### Texte retenu
Ce qui m’intéresse, c’est d’apprendre et d’apprendre encore tout ce qui concerne la musique, les sons et comment ils peuvent s’ajuster ensemble… C’est ce qui me motive : la découverte quotidienne, c’est intense… Il n’y a pas vraiment de concept pour cet album, c’est uniquement de l’exploration.

 

* Tu souhaites faire écouter quelque chose de nouveau ?

J’essaie juste d’être toujours émotionnellement touché par la musique et la manière dont je la fais. Ce n’est pas intellectuel quand je te dis ça, c’est vraiment une question d’émotions… Je pense que la musique m’affecte de cette façon, c’est viscéral et non cérébral.

 

* Je trouve qu’il faut être plutôt concentré pour t’écouter…

Je suis plutôt content d’entendre ça, les différents niveaux d’écoute sont là car il y a plusieurs couches dans ma musique. C’est aussi le propre de la musique instrumentale, tu dois t’efforcer de la faire évoluer pour qu’elle soit intéressante. Ça peut être juste de la musique de fond pour un café ou un site Internet, par contre si tu mets ma musique en tant qu’ambiance, je pense que ça peut être irritant ! Je veux faire de la musique qui capte l’attention des gens, même s’il n’y a pas de paroles. Je souhaite être entendu comme une expérience.

 

* C’est de la musique à écouter avec un casque ?

Non je ne crois pas. Je pense que c’est juste de la musique pour les gens qui aiment la musique ! qui aiment les rythmes qui changent et les mélodies qui évoluent ; c’est avant tout ce que j’aime. Je pense que ma musique s’adresse à ces gens.

 

* Ce n’est pas intellectualiser le truc tout ça ?!

En fait, je ne crois pas que tout ça ait besoin d’être pensé : c’est juste une inspiration. C’est quelque chose qui te prend aux tripes, pas une chose à laquelle tu réfléchis.

 

* Tu fais de la musique pour de moins en moins de gens en fait ?!
######
### Lignes répertoriées
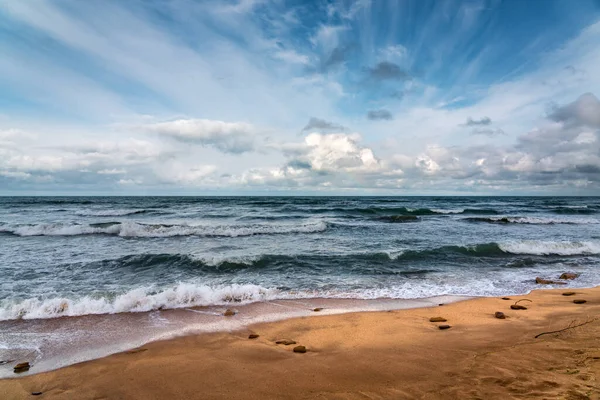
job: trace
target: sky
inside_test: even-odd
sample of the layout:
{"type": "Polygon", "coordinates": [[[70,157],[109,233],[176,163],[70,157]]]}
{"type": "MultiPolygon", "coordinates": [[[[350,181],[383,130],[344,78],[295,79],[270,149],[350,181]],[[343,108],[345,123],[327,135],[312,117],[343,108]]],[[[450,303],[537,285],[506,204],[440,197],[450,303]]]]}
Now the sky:
{"type": "Polygon", "coordinates": [[[600,195],[600,0],[0,0],[0,195],[600,195]]]}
######
**Travail demandé**
[1] Comment l'album est-il décrit dans l'entretien, puisqu'il n'a pas vraiment de concept ?
[2] Traduisez en anglais cette phrase de l'entretien : « Je veux faire de la musique qui capte l’attention des gens, même s’il n’y a pas de paroles. »
Seul l'entretien sert de source pour répondre.

**Solutions par tâche**
[1] C'est uniquement de l'exploration.

[2] I want to make music that captures people's attention, even if there are no lyrics.